**TASK INSTRUCTIONS**
The entries must be set down again word for word; no pictures belong in the copy.

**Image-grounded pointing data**
* * * * * * *

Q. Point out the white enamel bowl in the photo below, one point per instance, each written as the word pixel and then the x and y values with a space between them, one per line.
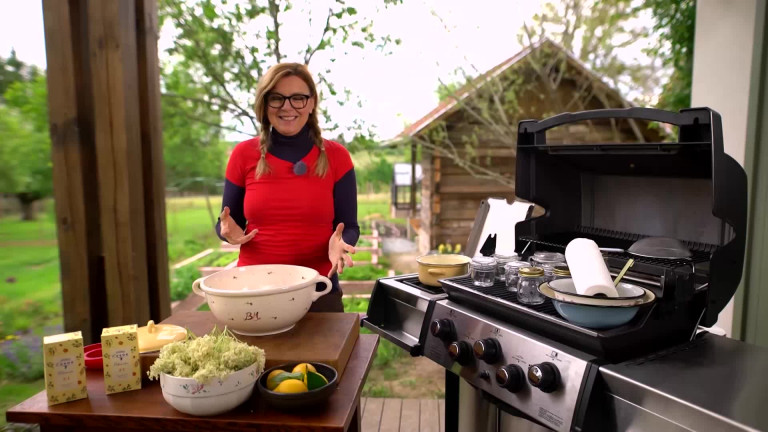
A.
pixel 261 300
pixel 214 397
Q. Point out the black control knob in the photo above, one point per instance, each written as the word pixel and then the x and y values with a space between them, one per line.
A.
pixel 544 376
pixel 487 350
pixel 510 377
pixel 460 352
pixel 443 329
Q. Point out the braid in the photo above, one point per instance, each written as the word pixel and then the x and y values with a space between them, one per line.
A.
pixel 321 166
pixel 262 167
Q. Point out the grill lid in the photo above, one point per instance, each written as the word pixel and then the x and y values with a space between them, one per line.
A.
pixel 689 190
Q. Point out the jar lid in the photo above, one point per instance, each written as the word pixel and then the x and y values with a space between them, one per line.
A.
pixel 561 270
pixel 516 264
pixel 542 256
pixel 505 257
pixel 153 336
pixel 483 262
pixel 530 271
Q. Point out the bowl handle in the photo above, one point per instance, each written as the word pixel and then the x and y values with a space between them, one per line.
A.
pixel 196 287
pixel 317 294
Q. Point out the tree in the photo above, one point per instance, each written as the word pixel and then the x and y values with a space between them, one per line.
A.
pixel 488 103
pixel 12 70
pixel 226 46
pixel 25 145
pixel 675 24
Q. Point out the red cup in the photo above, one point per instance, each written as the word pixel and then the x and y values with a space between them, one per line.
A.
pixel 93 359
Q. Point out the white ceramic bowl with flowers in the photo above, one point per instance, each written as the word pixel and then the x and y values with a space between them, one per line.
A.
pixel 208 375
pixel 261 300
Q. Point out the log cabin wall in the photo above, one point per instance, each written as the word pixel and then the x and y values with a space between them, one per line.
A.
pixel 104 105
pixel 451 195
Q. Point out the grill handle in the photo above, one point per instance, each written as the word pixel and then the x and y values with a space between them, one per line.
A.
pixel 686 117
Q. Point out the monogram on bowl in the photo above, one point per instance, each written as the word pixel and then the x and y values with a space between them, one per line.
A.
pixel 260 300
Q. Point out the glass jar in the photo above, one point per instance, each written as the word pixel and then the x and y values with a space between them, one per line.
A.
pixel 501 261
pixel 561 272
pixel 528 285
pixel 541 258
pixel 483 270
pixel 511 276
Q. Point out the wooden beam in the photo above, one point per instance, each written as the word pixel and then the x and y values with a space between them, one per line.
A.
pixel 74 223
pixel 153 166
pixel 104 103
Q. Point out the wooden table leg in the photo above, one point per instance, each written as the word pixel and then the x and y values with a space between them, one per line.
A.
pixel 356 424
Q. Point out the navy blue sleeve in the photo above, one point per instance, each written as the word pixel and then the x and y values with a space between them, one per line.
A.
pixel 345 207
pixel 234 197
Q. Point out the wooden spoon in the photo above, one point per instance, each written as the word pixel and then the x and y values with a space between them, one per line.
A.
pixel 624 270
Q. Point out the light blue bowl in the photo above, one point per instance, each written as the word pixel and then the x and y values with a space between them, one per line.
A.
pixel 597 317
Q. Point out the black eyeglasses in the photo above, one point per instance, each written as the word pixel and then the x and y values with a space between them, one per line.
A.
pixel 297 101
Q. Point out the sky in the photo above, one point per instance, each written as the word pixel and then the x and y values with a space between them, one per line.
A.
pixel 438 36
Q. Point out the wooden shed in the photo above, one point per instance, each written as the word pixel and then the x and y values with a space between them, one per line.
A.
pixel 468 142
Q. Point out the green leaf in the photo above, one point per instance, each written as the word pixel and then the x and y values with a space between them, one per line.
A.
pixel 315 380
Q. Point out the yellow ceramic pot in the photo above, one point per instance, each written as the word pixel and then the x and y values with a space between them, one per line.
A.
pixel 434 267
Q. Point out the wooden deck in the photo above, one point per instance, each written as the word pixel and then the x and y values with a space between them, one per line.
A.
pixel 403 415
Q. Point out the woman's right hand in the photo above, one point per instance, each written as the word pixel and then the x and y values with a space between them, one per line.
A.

* * * * * * *

**SOLUTION**
Q. Point out the white enamel bowl in the photo below, one point per instance, each written as the word pixel and then the x and y values with a space between them, one per line.
A.
pixel 261 300
pixel 214 397
Q. Point out the black control knob in the photo above, one point per instance, each written as the word pixel and then the x and y values with a space between them, one per line.
A.
pixel 544 376
pixel 487 350
pixel 510 377
pixel 460 352
pixel 443 329
Q. Point out the braid in the photo above, one point per instance, each written as the word pixel and then the x and y values with a space between them, one per line.
A.
pixel 321 166
pixel 262 167
Q. Point out the grill lid in the photo above, one point per instance, each written as the word pixel and then the x and y values with a space between them, one per line.
A.
pixel 689 190
Q. Point out the jar lid in the photo above, one point per instance, each written as the word pixel and then the x and y values with a space between them, one per line.
A.
pixel 561 270
pixel 516 264
pixel 542 256
pixel 505 257
pixel 153 336
pixel 483 262
pixel 530 271
Q. Point out the bowl handle in the photo above, one point per instance, each written as the word pixel and then the x and y values with a space between them, one per line.
A.
pixel 196 287
pixel 317 294
Q. Point out the tree in the photo above, one point per instance, each written as the word pixel and then the x and y values with a space between them, one per line.
A.
pixel 488 103
pixel 12 70
pixel 226 46
pixel 25 145
pixel 675 24
Q. Point out the red cup in the photo above, one point per instance, each written as the word pixel and then the x and y values with a space between them, one per line.
A.
pixel 93 359
Q. Point out the white ceramic bowl with flowers in the photo above, one point per instance, each written as the word pixel and then the x and y values with a space between them, one per line.
A.
pixel 208 375
pixel 261 300
Q. Point out the log cabin wall in the photo above, one point per instance, each written as the word pixel and then the x and y values with a space between them, one per line.
A.
pixel 104 105
pixel 451 195
Q. Point out the grill handle in the photo above, one point per instance, each written as the word pixel and then the x and y values with a space between them, one per line.
A.
pixel 686 117
Q. Point out the monogram on bowl in the photo above, one point per instance, each written as the word pixel and then the x and y values with a space between them, one per line.
A.
pixel 260 300
Q. Point out the glass jar in the photo above, one point per instance, each written as the word pixel and then the x and y values with a space between them, one per line.
A.
pixel 501 261
pixel 561 272
pixel 528 285
pixel 541 258
pixel 483 270
pixel 511 276
Q. Point out the wooden beam in the photo above, one point per instance, each written as the word pixel and then the x and y values with a space between them, one per line.
A.
pixel 74 223
pixel 153 166
pixel 104 103
Q. Point out the wooden table leg in the photo above, one point per instance, each written as the word pixel and then the x and y values with a space between them, one per line.
A.
pixel 356 424
Q. Point out the navy blue sleeve in the photo above, one point per instance, each written as the word pixel and then the x and y values with a space between them, one per line.
A.
pixel 345 207
pixel 234 197
Q. Point out the wooden spoon in the photo above, one point per instance, each written as the word pixel and then the x and y values with a space between them, one per line.
A.
pixel 624 270
Q. Point out the light blue bowl in the photo above, one point per instance, each written as the word pixel and then the x and y values with a space between them, one per line.
A.
pixel 597 317
Q. Point out the black eyeglasses in the photo above, one point per instance, each written as the word pixel and then the x and y values with a space between them, one per line.
A.
pixel 297 101
Q. Point out the sky in the photo above, one point per instance, each written as the word pixel and then the x and y values with a space between them, one per line.
A.
pixel 438 36
Q. Point out the wooden shed in the photo above, one point per instance, each written as the word pixel and then the x and y values with a space between them, one per line.
A.
pixel 468 142
Q. Point out the green leaf in the photo above, one point per instance, each written as the word pixel and then the x and y values with a space between them, one per line.
A.
pixel 315 380
Q. Point out the yellow ceramic pot in the photo above, one point per instance, each written as the word pixel and then the x and y values with a space between them, one per line.
A.
pixel 434 267
Q. Point out the wooden deck in the photo above, one point per instance, each written as the word pixel and then the x and y values with a space between them, one per line.
A.
pixel 403 415
Q. Point out the woman's right hand in the photo above, one point per instance, each written as the word pixel and then the x and y values with a space between them, one per line.
A.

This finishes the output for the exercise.